Auch in diesem Jahr werden in vielen Kirchen in Altbayern am Karfreitag und Karsamstag sogenannte Heilige Gräber aufgebaut, etwa in Pullenreuth im Landkreis Tirschenreuth.

Entstanden ist diese Tradition schon im frühen Mittelalter, als man Nachbildungen des Heiligen Grabes von Jerusalem in den heimischen Kirchen aufstellte. Ihre „Hoch-Zeit“ erlebten die Heiligen Gräber im Barock, wo man sie oft mit aufwendigen Theaterkulissen als „Bibel für die Augen“ gestaltete.

....

# Aufgabe 1
In welcher Epoche erlebten die Heiligen Gräber laut dem Text über die Heiligen Gräber ihre „Hoch-Zeit“?
# Aufgabe 2
Gib aus dem Text über die Heiligen Gräber den Abschnitt wortgetreu aus, beginnend bei „Auch in diesem“ und endend bei „im Landkreis Tirschenreuth.“.

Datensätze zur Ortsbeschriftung

....

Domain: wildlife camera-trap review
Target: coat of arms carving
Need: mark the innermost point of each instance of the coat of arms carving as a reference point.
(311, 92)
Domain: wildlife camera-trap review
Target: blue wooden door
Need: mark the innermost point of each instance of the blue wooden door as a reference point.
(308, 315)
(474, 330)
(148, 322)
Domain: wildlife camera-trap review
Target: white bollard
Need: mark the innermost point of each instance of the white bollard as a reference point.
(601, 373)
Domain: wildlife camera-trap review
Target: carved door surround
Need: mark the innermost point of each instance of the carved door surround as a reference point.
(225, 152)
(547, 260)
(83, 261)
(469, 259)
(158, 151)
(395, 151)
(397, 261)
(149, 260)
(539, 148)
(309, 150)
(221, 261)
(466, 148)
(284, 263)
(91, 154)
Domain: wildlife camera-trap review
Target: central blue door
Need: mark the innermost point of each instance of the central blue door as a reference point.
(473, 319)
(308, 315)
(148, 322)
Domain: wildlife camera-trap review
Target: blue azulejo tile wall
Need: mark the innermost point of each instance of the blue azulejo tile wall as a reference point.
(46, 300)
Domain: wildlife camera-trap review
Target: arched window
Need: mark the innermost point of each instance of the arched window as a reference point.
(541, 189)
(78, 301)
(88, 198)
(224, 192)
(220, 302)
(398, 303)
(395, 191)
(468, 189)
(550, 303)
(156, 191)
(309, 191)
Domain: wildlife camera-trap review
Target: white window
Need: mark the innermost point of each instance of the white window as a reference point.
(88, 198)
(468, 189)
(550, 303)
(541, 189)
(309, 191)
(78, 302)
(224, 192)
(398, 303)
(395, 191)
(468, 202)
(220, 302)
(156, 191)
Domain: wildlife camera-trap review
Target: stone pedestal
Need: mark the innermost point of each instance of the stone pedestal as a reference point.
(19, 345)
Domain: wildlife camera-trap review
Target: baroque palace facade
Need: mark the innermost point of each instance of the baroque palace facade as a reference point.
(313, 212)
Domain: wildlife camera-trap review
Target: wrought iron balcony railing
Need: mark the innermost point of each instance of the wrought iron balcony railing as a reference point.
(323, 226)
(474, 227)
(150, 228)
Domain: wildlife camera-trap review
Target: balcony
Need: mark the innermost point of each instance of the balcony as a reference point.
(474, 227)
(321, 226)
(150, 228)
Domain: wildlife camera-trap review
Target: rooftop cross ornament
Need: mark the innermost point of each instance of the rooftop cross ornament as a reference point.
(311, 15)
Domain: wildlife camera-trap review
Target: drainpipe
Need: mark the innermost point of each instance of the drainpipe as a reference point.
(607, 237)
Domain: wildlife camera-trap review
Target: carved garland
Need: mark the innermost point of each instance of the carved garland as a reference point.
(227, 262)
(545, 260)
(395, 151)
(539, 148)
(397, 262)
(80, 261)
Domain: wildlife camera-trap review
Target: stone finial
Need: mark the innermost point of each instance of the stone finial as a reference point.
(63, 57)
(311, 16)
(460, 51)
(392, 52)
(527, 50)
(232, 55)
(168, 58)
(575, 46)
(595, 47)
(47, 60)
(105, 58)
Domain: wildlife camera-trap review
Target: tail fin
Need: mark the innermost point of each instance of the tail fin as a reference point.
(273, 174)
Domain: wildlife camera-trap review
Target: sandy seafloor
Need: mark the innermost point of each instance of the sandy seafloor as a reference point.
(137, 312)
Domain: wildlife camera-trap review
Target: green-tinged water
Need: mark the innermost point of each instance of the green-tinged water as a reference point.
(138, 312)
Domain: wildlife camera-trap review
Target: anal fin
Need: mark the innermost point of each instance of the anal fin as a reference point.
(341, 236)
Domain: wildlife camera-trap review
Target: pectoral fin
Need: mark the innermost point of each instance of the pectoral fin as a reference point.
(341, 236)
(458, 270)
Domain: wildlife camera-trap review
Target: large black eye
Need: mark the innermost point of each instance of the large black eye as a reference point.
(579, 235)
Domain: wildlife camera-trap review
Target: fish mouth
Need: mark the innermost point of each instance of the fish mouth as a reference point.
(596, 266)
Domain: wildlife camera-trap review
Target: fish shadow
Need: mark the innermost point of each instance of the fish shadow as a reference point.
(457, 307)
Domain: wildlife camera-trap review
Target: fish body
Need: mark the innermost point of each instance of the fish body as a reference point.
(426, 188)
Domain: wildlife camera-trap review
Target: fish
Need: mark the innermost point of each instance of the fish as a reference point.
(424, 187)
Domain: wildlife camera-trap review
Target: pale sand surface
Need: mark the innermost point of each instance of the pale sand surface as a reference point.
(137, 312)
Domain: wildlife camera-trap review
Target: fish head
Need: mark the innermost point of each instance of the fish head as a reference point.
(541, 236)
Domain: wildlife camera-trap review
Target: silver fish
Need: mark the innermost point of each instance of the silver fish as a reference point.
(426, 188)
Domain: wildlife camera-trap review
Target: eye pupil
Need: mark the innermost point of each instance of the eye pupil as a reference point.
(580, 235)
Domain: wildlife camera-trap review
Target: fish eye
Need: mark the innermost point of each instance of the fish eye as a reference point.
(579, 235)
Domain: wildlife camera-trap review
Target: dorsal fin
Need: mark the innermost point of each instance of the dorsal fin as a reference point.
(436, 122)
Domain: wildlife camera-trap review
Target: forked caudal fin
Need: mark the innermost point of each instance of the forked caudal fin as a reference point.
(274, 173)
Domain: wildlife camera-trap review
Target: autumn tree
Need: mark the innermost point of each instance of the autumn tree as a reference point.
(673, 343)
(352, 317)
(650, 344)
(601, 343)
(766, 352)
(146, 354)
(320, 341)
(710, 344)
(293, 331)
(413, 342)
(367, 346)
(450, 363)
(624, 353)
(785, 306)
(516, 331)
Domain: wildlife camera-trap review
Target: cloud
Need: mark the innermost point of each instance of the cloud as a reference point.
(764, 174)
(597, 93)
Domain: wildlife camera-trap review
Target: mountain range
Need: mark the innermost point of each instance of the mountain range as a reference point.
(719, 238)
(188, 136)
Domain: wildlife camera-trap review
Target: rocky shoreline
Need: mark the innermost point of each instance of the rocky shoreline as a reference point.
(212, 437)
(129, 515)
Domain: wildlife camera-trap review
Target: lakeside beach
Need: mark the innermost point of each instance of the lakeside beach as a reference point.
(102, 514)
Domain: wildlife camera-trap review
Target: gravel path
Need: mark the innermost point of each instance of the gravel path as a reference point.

....

# Vollständige Antwort 1
Im Barock.

# Vollständige Antwort 2
Auch in diesem Jahr werden in vielen Kirchen in Altbayern am Karfreitag und Karsamstag sogenannte Heilige Gräber aufgebaut, etwa in Pullenreuth im Landkreis Tirschenreuth.